┌──
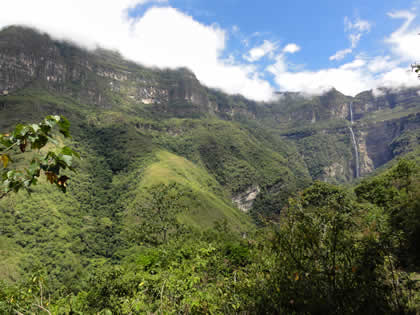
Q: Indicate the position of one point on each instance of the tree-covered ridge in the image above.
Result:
(150, 221)
(332, 252)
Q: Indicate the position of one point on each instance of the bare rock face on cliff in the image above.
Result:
(255, 151)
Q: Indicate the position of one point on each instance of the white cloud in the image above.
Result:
(163, 37)
(341, 54)
(291, 48)
(357, 29)
(256, 53)
(166, 37)
(358, 25)
(405, 41)
(382, 63)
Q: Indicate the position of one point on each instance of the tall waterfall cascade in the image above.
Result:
(353, 137)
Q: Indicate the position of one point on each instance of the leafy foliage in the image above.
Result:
(32, 139)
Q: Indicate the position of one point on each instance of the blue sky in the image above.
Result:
(249, 47)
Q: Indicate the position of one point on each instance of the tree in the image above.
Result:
(25, 155)
(154, 217)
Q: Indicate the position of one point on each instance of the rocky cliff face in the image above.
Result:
(28, 58)
(317, 126)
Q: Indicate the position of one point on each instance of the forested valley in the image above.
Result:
(131, 190)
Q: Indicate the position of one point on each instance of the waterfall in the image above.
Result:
(356, 150)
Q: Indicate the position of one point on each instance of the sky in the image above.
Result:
(248, 47)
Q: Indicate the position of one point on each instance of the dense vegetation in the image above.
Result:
(333, 252)
(149, 223)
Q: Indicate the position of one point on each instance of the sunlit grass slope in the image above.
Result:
(207, 203)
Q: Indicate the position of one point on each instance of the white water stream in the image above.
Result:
(356, 150)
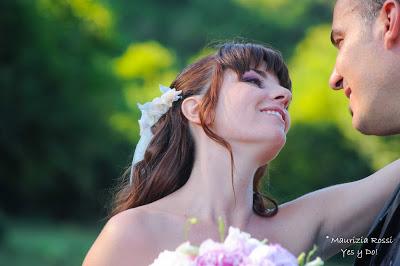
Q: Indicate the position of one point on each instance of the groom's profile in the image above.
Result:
(367, 35)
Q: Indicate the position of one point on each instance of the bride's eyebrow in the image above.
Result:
(260, 72)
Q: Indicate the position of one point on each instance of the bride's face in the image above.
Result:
(253, 109)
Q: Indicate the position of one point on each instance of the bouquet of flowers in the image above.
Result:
(238, 249)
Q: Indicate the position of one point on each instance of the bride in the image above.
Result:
(226, 117)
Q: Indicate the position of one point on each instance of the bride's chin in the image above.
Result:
(271, 151)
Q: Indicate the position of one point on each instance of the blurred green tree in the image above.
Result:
(58, 92)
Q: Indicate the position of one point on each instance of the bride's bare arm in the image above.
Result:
(121, 242)
(348, 210)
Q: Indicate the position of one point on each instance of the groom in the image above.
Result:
(367, 36)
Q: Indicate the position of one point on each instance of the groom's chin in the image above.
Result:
(368, 126)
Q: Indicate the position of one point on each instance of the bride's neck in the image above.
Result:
(211, 191)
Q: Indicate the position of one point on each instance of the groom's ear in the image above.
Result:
(390, 14)
(190, 108)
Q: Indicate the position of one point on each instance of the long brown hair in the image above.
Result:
(169, 158)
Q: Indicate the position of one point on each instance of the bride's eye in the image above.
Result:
(253, 80)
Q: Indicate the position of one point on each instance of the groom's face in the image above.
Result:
(362, 69)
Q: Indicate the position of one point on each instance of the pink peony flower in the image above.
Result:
(273, 253)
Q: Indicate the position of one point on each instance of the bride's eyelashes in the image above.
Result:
(252, 79)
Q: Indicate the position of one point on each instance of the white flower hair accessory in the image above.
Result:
(151, 113)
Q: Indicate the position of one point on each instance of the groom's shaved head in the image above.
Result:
(370, 8)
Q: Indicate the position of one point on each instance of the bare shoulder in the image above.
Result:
(295, 226)
(124, 240)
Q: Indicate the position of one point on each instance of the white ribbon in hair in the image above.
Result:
(151, 113)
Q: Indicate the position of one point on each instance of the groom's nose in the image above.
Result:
(336, 80)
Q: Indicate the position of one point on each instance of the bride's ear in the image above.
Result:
(190, 108)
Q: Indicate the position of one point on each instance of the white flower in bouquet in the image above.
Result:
(238, 249)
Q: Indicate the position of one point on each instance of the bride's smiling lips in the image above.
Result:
(274, 109)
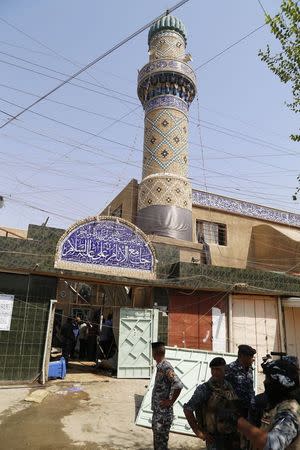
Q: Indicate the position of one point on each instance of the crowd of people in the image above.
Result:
(224, 411)
(87, 340)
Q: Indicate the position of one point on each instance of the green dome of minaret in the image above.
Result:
(167, 23)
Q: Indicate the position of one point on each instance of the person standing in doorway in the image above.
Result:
(167, 387)
(83, 337)
(239, 374)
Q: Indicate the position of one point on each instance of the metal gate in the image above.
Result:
(192, 367)
(138, 328)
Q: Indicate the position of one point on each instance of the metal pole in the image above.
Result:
(46, 355)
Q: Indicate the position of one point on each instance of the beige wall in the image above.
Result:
(127, 198)
(240, 239)
(13, 232)
(246, 246)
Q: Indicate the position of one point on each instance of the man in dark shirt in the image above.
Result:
(240, 375)
(166, 390)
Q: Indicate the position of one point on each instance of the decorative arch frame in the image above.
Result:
(107, 245)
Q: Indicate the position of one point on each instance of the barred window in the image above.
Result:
(117, 212)
(211, 232)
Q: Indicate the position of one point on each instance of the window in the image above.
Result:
(117, 212)
(211, 232)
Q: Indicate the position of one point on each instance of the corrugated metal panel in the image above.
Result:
(292, 327)
(255, 322)
(138, 328)
(190, 319)
(192, 367)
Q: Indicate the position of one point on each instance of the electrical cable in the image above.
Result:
(229, 47)
(92, 63)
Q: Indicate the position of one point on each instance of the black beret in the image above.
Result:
(246, 350)
(217, 362)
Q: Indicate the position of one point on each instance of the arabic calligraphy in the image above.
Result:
(107, 243)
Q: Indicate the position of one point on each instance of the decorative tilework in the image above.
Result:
(167, 65)
(167, 45)
(165, 189)
(241, 207)
(165, 142)
(166, 101)
(107, 245)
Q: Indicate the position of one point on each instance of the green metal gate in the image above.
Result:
(138, 328)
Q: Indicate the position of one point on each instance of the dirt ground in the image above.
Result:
(84, 411)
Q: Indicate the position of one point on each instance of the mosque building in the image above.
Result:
(211, 271)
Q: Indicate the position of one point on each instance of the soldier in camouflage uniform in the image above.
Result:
(167, 387)
(205, 403)
(240, 375)
(280, 428)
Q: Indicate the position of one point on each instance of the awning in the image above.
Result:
(291, 302)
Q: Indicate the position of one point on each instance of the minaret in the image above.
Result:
(166, 88)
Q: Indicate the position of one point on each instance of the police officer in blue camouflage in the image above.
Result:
(240, 375)
(280, 424)
(167, 387)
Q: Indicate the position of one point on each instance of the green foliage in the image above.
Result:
(285, 26)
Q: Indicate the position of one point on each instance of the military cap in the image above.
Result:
(246, 350)
(158, 344)
(284, 373)
(217, 362)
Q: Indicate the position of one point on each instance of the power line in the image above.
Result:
(262, 7)
(229, 47)
(92, 63)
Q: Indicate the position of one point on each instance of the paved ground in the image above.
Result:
(85, 411)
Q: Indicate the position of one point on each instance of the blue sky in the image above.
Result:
(54, 166)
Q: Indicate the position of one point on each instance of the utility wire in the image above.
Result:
(230, 46)
(92, 63)
(262, 7)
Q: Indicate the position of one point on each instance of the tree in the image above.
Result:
(285, 26)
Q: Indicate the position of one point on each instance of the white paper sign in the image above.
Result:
(219, 330)
(6, 308)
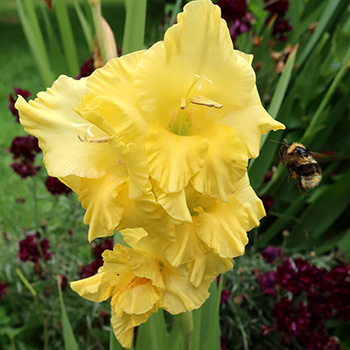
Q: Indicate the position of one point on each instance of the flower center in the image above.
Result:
(181, 119)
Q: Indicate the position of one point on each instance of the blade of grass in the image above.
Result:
(85, 25)
(57, 58)
(67, 36)
(134, 30)
(96, 15)
(36, 45)
(68, 335)
(319, 118)
(321, 27)
(152, 334)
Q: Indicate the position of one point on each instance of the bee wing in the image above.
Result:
(326, 157)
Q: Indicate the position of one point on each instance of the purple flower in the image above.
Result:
(29, 249)
(277, 6)
(271, 253)
(291, 321)
(233, 9)
(24, 148)
(298, 275)
(267, 282)
(24, 169)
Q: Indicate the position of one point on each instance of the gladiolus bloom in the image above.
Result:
(156, 145)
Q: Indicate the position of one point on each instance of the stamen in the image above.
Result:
(85, 139)
(183, 103)
(203, 101)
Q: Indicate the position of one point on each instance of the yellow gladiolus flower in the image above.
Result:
(184, 113)
(140, 281)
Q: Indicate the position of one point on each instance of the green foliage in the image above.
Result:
(310, 96)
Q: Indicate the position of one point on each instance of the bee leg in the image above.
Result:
(300, 188)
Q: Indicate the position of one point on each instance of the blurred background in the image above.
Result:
(291, 290)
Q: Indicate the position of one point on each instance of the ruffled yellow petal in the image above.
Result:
(140, 299)
(250, 122)
(103, 210)
(174, 204)
(110, 95)
(208, 267)
(52, 119)
(123, 324)
(180, 295)
(147, 213)
(95, 288)
(196, 59)
(173, 159)
(144, 265)
(133, 157)
(187, 245)
(224, 165)
(253, 205)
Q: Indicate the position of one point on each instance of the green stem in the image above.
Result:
(134, 30)
(35, 203)
(185, 323)
(95, 6)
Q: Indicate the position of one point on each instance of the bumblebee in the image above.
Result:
(301, 166)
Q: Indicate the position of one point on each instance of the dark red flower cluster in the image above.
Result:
(298, 276)
(236, 14)
(12, 100)
(92, 268)
(270, 254)
(23, 149)
(309, 297)
(3, 289)
(55, 186)
(281, 25)
(32, 248)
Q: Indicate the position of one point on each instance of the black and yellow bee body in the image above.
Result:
(301, 166)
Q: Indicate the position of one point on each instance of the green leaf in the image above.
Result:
(316, 219)
(35, 42)
(68, 335)
(67, 36)
(321, 27)
(85, 25)
(153, 334)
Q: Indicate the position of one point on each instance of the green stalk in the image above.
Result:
(35, 40)
(317, 121)
(134, 31)
(85, 25)
(95, 6)
(185, 323)
(67, 37)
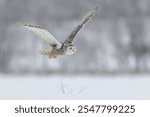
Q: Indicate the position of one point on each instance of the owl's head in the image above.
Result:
(70, 50)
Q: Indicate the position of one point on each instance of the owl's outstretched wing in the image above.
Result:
(43, 34)
(84, 21)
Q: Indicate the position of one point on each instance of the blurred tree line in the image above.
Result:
(116, 40)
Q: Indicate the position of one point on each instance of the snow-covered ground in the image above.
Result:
(75, 87)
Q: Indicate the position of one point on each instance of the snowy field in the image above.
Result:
(75, 87)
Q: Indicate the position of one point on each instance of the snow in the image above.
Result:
(100, 87)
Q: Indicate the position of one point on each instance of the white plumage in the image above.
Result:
(57, 48)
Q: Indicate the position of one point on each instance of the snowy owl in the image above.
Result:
(57, 48)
└──
From the records above, retype only the lines starting at the line that contains "center in the image above." and ending at the line that contains "grass in the image above.", both included.

• **ANSWER SPACE**:
Q: Indicate the position of one point on each instance of the flower center in the image above.
Result:
(181, 119)
Q: Indicate the position of one point on each instance of the blade of grass in the image above.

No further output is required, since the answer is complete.